• WHAT IS REQUIRED
Transcribe only the part of the listing below that begins at the line containing "Looking for: mountain range" and runs to its final line, keeping both ends.

**** RECORDS SHOWN

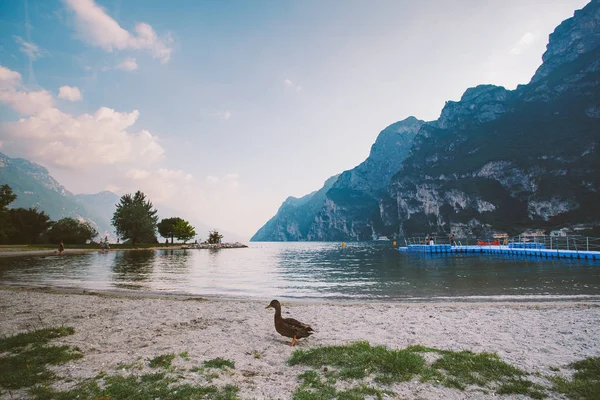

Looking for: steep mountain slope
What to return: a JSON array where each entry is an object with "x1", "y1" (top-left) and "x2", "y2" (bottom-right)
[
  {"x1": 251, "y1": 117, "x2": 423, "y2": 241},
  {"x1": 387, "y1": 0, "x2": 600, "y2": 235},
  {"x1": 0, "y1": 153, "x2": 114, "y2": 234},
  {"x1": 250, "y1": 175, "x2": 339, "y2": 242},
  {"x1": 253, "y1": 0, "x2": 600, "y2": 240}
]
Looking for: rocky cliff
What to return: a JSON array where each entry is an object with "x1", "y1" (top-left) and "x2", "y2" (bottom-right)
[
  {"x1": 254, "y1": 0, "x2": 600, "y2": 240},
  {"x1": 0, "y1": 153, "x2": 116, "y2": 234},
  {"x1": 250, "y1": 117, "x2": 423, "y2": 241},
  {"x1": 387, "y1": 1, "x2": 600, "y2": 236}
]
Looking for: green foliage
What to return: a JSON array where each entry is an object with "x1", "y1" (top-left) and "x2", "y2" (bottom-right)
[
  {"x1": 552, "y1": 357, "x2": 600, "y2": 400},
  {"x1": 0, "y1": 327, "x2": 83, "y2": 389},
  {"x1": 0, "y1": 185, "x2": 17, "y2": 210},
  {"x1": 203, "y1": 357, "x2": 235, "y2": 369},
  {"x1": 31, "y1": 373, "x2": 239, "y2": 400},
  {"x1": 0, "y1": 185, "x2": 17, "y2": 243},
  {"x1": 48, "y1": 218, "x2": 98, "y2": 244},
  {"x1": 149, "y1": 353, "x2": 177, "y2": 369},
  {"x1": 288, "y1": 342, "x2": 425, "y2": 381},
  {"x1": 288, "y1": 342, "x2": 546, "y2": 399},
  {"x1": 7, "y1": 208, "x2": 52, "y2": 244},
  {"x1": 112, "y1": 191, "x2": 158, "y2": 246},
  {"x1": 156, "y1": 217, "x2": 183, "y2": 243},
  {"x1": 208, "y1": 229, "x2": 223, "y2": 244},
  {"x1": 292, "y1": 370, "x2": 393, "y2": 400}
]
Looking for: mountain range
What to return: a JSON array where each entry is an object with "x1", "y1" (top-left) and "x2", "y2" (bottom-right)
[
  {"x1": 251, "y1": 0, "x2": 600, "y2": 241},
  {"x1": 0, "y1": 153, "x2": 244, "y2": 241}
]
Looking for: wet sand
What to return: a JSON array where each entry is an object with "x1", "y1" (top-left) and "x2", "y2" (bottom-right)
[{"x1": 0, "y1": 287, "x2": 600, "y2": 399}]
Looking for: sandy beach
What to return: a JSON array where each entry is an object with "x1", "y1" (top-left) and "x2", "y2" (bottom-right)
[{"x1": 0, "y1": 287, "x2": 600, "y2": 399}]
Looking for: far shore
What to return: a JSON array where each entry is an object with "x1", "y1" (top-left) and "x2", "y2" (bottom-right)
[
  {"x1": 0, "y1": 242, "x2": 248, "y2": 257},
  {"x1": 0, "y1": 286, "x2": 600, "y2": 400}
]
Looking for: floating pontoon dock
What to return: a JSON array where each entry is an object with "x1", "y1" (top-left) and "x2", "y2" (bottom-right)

********

• RESPONSE BELOW
Looking for: mountain range
What to return: a JSON array where each entry is an object with "x1", "y1" (top-left) and "x2", "y2" (bottom-right)
[
  {"x1": 251, "y1": 0, "x2": 600, "y2": 241},
  {"x1": 0, "y1": 153, "x2": 244, "y2": 241}
]
Looking for: wet sand
What to return: a JSON array where each entry is an object with "x1", "y1" (top-left) and "x2", "y2" (bottom-right)
[{"x1": 0, "y1": 287, "x2": 600, "y2": 399}]
Looking for: sandy beach
What to return: a JSON array where each entry is an object with "x1", "y1" (top-left) and "x2", "y2" (bottom-right)
[{"x1": 0, "y1": 287, "x2": 600, "y2": 399}]
Looking for: far shore
What to return: a JSON array where each entry is an object with "x1", "y1" (top-left) and "x2", "y2" (bottom-right)
[
  {"x1": 0, "y1": 242, "x2": 248, "y2": 257},
  {"x1": 0, "y1": 286, "x2": 600, "y2": 400}
]
Looking for: floating pontoon dock
What to return: a JSON array where each entry is an object with "x1", "y1" (top-left) and "x2", "y2" (bottom-right)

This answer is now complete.